Some records:
★ ★ ★

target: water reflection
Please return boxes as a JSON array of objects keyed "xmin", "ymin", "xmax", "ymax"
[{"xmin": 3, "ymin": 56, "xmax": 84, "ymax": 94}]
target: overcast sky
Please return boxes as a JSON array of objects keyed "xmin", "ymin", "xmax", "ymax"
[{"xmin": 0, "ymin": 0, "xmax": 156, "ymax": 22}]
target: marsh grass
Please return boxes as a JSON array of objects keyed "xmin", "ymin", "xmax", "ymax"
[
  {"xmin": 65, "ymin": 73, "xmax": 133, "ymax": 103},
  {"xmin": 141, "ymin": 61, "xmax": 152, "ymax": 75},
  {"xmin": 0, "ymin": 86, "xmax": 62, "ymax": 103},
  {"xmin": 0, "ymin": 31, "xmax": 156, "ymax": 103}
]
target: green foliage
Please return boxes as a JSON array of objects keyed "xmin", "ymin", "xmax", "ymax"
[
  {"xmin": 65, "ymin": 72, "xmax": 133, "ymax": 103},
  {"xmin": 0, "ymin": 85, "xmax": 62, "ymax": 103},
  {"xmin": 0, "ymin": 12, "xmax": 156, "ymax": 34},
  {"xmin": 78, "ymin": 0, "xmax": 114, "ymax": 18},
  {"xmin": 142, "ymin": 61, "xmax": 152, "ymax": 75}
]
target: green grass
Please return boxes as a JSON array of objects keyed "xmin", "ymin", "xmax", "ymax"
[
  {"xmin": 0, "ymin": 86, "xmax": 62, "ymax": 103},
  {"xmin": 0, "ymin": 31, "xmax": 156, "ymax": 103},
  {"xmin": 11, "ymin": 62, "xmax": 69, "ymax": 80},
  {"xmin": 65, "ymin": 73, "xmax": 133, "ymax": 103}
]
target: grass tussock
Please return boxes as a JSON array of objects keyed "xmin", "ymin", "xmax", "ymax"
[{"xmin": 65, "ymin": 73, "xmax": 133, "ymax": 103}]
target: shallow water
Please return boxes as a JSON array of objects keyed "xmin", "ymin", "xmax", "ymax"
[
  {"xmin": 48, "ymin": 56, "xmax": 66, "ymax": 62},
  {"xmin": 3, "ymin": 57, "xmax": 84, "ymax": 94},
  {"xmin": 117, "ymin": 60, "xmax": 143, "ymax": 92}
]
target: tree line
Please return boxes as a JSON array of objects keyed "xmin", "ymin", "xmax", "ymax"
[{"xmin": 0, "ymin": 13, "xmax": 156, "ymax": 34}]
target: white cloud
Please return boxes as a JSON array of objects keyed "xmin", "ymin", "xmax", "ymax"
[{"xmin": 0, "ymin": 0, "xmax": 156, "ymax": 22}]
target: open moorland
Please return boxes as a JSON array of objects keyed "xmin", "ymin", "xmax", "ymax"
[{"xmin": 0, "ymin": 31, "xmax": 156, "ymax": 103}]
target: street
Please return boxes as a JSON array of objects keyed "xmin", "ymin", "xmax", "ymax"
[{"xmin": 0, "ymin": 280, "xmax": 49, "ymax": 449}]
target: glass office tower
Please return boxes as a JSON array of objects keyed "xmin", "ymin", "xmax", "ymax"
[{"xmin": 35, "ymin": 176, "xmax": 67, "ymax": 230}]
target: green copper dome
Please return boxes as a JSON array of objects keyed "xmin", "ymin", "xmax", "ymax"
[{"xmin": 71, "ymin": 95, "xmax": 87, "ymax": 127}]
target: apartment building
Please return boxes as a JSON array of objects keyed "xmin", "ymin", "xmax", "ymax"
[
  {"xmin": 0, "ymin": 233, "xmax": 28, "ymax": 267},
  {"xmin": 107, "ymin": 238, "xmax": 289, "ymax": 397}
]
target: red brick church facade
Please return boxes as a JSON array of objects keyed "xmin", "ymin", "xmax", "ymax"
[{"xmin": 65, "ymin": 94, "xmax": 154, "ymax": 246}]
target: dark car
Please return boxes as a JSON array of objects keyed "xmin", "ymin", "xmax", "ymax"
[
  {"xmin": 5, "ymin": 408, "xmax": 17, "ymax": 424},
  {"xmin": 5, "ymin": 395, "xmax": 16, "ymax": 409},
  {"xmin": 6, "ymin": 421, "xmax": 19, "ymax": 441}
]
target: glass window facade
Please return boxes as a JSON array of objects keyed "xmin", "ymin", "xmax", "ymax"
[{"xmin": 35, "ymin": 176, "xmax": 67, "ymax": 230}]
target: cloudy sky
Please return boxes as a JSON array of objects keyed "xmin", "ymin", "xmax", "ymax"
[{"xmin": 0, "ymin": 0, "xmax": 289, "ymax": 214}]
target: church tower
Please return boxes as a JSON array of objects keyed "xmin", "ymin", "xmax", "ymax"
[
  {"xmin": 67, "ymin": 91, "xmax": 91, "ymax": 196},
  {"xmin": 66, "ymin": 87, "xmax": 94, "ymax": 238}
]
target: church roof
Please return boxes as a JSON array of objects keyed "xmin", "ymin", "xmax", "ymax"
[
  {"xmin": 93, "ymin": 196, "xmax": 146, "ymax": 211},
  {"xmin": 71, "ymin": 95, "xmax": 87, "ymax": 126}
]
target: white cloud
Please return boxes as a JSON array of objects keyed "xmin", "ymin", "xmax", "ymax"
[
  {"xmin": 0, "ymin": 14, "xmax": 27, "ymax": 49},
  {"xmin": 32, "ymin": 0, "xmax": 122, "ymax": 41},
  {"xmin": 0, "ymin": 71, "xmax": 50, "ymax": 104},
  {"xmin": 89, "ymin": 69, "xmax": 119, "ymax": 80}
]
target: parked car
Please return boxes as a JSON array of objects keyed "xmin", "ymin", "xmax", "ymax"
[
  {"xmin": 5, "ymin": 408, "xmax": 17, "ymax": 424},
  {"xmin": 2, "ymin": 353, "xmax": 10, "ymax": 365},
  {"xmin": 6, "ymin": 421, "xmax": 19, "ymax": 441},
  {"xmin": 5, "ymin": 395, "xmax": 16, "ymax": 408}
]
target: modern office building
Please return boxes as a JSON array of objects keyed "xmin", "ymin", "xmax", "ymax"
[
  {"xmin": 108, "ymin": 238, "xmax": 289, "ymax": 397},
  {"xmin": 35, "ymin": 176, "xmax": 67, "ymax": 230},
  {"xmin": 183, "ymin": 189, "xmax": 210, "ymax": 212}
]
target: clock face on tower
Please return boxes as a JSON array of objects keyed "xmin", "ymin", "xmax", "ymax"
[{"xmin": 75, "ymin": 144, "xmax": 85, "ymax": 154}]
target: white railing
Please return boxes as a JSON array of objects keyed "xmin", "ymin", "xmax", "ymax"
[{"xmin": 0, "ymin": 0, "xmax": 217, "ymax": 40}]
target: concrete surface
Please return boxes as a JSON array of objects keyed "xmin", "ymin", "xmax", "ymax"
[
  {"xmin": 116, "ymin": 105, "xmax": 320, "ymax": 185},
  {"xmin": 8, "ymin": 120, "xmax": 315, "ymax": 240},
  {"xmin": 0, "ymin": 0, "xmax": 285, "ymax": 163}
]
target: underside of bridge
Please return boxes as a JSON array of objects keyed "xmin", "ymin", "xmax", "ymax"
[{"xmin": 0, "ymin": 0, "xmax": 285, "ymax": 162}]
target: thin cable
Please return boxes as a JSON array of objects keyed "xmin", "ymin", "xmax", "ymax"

★ ★ ★

● Problem description
Repeat the lines running from the one containing "target: thin cable" through the end of the items, inclusive, substituting "power line" for "thin cable" and keeping everything else the same.

● Response to this task
target: power line
Please return boxes as a JSON array of objects keyed "xmin", "ymin", "xmax", "ymax"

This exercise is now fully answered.